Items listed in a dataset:

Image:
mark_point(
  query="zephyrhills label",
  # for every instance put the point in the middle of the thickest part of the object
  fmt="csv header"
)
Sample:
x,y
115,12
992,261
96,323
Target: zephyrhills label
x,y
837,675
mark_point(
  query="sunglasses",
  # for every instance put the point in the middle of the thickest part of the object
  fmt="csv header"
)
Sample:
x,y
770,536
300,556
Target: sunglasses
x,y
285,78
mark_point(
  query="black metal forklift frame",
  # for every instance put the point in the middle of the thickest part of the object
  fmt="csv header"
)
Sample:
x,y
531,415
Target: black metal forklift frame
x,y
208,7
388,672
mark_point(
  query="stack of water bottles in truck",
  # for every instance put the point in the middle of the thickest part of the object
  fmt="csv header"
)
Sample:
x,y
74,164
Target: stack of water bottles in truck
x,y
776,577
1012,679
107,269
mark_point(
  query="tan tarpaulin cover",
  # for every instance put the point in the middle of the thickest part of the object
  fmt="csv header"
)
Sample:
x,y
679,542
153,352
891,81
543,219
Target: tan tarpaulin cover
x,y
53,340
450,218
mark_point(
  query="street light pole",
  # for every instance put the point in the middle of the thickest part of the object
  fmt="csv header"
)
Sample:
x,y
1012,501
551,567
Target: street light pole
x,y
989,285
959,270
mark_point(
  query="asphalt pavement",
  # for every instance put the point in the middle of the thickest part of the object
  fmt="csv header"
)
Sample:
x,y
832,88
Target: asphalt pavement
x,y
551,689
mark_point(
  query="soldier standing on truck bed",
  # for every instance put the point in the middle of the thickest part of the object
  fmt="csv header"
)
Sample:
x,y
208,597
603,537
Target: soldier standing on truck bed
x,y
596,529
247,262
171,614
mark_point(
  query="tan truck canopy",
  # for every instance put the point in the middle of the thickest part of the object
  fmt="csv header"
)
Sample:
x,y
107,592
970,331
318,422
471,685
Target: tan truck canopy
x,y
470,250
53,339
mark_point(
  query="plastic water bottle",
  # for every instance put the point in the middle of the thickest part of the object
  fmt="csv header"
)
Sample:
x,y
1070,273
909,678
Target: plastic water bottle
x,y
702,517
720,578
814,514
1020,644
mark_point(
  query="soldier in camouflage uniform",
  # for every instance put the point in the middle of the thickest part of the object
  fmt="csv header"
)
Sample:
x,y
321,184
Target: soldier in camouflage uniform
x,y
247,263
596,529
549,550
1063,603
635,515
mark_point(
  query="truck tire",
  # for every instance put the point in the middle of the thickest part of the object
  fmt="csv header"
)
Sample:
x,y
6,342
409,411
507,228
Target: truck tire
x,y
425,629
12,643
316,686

--

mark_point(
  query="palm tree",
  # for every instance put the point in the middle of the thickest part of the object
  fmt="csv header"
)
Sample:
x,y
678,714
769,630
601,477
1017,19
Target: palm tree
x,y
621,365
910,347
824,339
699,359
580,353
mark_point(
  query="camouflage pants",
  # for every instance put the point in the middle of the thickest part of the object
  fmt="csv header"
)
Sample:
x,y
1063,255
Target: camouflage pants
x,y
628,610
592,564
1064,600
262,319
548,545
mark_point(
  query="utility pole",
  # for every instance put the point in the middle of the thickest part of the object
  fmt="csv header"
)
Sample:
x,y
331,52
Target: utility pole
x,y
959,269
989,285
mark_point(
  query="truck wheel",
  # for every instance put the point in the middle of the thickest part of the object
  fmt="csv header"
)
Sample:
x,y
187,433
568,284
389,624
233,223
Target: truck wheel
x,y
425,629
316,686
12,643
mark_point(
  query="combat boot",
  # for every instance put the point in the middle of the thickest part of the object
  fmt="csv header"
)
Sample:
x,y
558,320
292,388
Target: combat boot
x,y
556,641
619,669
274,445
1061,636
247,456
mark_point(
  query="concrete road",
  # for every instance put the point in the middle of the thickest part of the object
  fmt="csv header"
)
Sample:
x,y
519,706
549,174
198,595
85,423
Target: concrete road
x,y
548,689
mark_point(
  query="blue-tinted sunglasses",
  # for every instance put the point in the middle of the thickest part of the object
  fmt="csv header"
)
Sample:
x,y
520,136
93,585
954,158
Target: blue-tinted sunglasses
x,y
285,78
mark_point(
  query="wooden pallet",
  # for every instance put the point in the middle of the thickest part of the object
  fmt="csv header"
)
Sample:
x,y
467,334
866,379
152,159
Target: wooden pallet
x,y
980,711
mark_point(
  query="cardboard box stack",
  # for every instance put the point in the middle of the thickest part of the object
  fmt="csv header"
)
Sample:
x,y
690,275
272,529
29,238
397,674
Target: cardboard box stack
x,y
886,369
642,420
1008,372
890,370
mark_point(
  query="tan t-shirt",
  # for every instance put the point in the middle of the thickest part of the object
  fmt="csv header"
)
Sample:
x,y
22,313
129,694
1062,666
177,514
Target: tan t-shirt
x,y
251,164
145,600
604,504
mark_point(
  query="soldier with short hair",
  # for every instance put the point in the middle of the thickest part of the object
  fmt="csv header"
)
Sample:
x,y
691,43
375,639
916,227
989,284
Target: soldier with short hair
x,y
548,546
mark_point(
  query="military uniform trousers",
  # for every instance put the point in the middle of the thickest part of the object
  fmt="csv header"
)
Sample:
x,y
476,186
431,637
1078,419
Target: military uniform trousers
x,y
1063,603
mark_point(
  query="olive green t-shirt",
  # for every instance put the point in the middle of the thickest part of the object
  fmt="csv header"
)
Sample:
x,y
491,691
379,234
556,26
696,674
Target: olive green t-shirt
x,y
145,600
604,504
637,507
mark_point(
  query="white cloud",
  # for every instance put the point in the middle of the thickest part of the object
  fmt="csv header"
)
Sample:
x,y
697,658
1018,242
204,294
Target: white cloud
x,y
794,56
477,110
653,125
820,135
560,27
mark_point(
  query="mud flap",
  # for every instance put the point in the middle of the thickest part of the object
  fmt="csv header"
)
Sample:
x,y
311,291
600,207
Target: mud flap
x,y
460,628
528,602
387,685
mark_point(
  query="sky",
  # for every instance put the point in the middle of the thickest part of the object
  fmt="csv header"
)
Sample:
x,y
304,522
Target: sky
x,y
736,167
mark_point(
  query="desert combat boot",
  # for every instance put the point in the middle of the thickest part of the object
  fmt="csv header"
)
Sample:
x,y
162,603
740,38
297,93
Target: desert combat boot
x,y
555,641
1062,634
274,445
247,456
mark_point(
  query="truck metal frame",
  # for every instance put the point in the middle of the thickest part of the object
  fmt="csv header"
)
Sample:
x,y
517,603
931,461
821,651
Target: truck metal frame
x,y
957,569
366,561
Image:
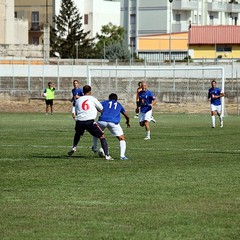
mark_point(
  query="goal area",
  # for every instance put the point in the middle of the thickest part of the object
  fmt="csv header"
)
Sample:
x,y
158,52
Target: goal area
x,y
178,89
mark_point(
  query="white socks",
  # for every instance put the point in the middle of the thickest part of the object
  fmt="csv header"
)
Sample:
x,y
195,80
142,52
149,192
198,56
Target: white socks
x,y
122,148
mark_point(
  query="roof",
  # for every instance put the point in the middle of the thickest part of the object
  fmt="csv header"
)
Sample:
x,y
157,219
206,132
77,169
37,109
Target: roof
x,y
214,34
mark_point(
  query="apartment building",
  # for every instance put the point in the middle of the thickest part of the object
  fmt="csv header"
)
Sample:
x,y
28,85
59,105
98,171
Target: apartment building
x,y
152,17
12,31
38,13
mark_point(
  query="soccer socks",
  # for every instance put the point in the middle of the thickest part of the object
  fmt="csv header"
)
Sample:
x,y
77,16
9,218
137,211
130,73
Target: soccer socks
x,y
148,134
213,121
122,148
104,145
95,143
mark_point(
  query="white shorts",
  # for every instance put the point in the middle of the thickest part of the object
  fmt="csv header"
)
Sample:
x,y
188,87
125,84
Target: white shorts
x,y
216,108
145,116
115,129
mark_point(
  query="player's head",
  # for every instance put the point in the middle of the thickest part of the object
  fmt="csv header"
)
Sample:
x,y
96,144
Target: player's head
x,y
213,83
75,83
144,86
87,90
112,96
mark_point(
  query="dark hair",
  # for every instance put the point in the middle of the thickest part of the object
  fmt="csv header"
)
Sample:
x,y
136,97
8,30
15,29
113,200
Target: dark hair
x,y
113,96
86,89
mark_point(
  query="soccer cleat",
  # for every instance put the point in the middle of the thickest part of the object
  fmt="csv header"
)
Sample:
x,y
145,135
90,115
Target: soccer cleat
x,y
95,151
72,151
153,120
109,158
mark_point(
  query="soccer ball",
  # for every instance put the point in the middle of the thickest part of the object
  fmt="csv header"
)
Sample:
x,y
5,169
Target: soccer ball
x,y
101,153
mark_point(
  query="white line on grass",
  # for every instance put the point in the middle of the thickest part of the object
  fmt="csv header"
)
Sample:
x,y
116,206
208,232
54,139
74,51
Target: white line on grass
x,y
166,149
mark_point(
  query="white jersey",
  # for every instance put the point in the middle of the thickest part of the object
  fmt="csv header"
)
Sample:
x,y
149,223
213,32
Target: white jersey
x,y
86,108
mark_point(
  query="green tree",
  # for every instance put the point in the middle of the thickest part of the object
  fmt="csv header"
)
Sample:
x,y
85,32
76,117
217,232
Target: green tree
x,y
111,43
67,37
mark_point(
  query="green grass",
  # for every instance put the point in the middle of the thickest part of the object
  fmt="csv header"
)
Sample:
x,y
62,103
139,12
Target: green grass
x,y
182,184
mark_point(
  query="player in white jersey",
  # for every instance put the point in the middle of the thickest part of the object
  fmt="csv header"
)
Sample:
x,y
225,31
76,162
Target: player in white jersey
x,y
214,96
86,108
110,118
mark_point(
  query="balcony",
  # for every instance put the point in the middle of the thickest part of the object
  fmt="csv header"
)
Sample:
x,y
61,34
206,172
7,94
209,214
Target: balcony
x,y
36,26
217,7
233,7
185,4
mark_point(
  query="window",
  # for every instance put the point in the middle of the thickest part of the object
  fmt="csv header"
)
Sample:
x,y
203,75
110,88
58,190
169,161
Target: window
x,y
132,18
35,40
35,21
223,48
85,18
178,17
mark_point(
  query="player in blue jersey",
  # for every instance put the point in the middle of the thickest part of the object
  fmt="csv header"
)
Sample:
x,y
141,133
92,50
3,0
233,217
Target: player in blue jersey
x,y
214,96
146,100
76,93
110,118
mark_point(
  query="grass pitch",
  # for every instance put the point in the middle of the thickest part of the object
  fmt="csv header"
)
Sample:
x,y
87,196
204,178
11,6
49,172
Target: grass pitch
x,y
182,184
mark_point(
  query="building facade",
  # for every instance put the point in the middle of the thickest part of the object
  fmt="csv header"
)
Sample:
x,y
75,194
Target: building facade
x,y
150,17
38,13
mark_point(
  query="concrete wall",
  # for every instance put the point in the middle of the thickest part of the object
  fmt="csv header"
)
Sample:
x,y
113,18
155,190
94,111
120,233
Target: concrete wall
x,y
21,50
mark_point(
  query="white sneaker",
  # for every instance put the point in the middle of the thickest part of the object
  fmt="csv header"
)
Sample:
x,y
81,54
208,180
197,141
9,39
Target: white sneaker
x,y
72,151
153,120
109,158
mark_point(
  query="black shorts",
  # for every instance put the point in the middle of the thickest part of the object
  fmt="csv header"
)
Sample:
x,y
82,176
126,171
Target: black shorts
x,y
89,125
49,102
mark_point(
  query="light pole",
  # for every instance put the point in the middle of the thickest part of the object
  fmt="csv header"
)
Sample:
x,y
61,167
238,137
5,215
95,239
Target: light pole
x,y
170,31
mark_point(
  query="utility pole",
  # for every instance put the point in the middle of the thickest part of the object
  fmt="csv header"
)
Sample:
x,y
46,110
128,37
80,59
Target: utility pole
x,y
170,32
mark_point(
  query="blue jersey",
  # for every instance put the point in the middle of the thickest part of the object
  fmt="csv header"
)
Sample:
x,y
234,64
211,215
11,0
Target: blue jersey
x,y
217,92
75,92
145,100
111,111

EXERCISE REQUIREMENTS: Report every line of the data above that holds the word "tinted", copying each one in full.

EXERCISE RESPONSE:
  query="blue-tinted sunglasses",
Target: blue-tinted sunglasses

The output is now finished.